This is the mail archive of the
mailing list for the GCC project.
Re: GCC libatomic ABI specification draft
- From: Torvald Riegel <triegel at redhat dot com>
- To: Bin Fan <bin dot x dot fan at oracle dot com>
- Cc: "gcc at gcc dot gnu dot org" <gcc at gcc dot gnu dot org>, Richard Henderson <rth at redhat dot com>, Jakub Jelinek <jakub at redhat dot com>
- Date: Tue, 17 Jan 2017 18:00:05 +0100
- Subject: Re: GCC libatomic ABI specification draft
- Authentication-results: sourceware.org; auth=none
- References: <firstname.lastname@example.org> <email@example.com> <firstname.lastname@example.org> <email@example.com> <firstname.lastname@example.org> <email@example.com> <firstname.lastname@example.org> <email@example.com> <firstname.lastname@example.org>
On Thu, 2016-11-17 at 12:12 -0800, Bin Fan wrote:
> On 11/14/2016 4:34 PM, Bin Fan wrote:
> > Hi All,
> > I have an updated version of libatomic ABI specification draft. Please
> > take a look to see if it matches GCC implementation. The purpose of
> > this document is to establish an official GCC libatomic ABI, and allow
> > compatible compiler and runtime implementations on the affected
> > platforms.
Thanks for the update, and sorry for the late reply. Comments below.
> > - Rewrite section 3 to replace "lock-free" operations with "hardware
> > backed" instructions. The digest of this section is: 1) inlineable
> > atomics must be implemented with the hardware backed atomic
> > instructions. 2) for non-inlineable atomics, the compiler must
> > generate a runtime call, and the runtime support function is free to
> > use any implementation.

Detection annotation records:
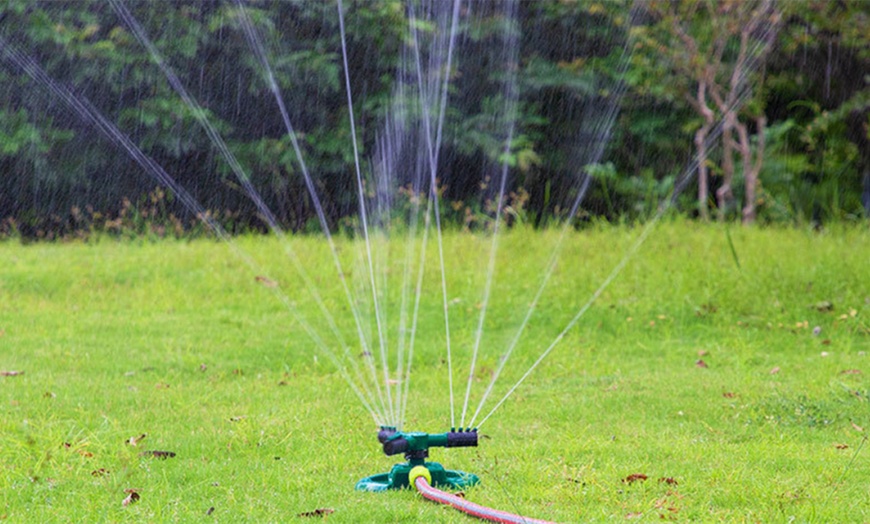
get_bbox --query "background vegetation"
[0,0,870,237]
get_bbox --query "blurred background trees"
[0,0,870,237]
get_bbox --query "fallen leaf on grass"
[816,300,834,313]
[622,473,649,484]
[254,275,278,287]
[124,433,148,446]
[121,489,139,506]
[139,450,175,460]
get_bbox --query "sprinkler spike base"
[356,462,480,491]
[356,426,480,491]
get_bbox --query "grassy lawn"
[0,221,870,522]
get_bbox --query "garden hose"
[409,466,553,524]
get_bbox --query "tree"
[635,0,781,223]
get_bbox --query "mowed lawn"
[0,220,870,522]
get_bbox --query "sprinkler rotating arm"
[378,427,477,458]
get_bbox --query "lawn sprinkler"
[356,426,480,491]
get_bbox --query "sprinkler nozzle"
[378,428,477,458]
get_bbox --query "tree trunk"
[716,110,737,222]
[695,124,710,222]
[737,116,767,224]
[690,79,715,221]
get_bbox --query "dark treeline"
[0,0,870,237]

...

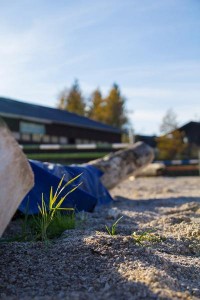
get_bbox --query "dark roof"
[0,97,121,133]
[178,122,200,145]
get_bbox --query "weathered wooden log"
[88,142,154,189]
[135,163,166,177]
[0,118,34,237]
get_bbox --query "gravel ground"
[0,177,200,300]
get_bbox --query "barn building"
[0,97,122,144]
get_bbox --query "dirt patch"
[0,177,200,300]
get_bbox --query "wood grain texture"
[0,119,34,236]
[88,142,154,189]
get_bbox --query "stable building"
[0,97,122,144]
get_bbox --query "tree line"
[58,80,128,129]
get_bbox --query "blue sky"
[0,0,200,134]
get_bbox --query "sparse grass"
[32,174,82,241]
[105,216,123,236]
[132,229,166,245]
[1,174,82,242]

* * *

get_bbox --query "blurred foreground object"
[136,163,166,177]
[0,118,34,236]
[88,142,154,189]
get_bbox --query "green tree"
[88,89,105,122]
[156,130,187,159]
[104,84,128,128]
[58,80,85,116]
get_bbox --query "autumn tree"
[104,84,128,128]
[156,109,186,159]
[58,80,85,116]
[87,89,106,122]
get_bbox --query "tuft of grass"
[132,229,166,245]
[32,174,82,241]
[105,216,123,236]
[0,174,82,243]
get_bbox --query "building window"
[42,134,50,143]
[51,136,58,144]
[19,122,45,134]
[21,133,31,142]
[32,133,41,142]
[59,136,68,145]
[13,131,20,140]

◆ **Exercise tasks**
a – Extract every line of the rows that contains the string "building", treating uppercase and lowercase as distinct.
b – Proceed with the mailing-list message about the GCC libatomic ABI draft, continuing from the point at which it ends.
The mailing-list message and the rows bear no relation to one another.

◆ **Responses for each task**
a –
get_bbox --query "barn building"
get_bbox --query "stable building"
get_bbox --query "building window"

b –
I still think that using hardware-backed instructions for a particular
type requires that there is a true atomic load instruction for that
type. Emulating a load with an idempotent store (eg, cmpxchg16b) is not
One could argue that an idempotent atomic HW store such as a cmpxchg16b
in a loop is indeed lock-free. However, IMO the intention behind
"lock-free" atomics in C and C++ is to offer atomics that are both
lock-free *and* as fast as one would assume for a fully HW-backed
solution for atomic accesses. This includes that loads must be cheaper
than stores, in particular under contention / concurrent accesses by
I believe that "fast" is much more often part of the motivation for
using lock-free atomics than the actual "lock-free", so the
progress-guarantee aspect (which isn't even lock-free but
obstruction-free, see below). If we do see a sufficiently strong need
for lock-free atomics, which should build something just for that (eg,
if removing the address-free requirement, we can support lock-free (in
the progress-guarantee sense) operations for a lot more types).
Also, while that previous issue is "just" a performance issue, the fact
that we could issue a store when calling to atomic_load() is a
correctness issue, I think.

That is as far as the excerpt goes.